INFORMATION SUPPLIED:
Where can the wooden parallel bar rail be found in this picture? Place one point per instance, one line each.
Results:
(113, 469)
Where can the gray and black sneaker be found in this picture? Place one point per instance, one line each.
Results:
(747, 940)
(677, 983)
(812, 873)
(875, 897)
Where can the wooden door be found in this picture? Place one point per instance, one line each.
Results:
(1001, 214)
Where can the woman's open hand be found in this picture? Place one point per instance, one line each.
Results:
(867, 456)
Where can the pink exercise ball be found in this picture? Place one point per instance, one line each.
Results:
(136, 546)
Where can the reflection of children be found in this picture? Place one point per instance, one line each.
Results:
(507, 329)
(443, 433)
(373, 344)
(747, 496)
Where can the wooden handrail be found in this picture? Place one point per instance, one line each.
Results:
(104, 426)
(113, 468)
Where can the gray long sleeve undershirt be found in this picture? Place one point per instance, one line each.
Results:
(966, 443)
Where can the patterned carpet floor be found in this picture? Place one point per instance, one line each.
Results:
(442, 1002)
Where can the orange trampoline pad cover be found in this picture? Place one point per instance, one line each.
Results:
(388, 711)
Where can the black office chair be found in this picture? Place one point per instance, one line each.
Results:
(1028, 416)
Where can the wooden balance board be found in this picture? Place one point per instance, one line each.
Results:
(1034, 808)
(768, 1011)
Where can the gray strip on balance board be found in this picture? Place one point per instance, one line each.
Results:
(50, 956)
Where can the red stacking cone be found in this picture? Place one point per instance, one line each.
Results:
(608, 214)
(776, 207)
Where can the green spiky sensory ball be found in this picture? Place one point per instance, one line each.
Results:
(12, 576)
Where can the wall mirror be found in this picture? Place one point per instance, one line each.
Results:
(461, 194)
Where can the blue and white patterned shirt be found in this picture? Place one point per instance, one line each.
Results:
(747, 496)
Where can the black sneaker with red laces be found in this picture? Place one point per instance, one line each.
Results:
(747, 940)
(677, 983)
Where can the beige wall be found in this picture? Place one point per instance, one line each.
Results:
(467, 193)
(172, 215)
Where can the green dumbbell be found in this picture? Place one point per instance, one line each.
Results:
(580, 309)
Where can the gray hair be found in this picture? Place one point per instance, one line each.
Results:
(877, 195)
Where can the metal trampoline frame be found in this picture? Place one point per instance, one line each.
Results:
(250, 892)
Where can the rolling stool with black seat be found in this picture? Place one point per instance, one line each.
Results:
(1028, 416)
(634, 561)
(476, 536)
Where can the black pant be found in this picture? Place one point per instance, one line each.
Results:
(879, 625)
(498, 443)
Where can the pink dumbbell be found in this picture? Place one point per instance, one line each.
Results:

PROBLEM:
Please render the records above as a JSON list of strings, one string per line with blank lines omitted, starting at the line that contains "Where can the metal" and ending at the last line of the records.

EXERCISE RESULT:
[
  "Where can the metal trampoline frame be found in this picture? Place one point per instance, one line each.",
  "Results:",
  "(250, 892)",
  "Where can the rolling stool with black seat be found in this picture? Place one point per instance, one line each.",
  "Results:",
  "(1028, 416)",
  "(634, 561)",
  "(476, 536)",
  "Where can the black pant be found in this picture? Place one point per instance, one line each.",
  "Results:",
  "(879, 625)",
  "(498, 443)",
  "Where can the pink dumbbell be found in this picture? Place one point per instance, one line each.",
  "Results:"
]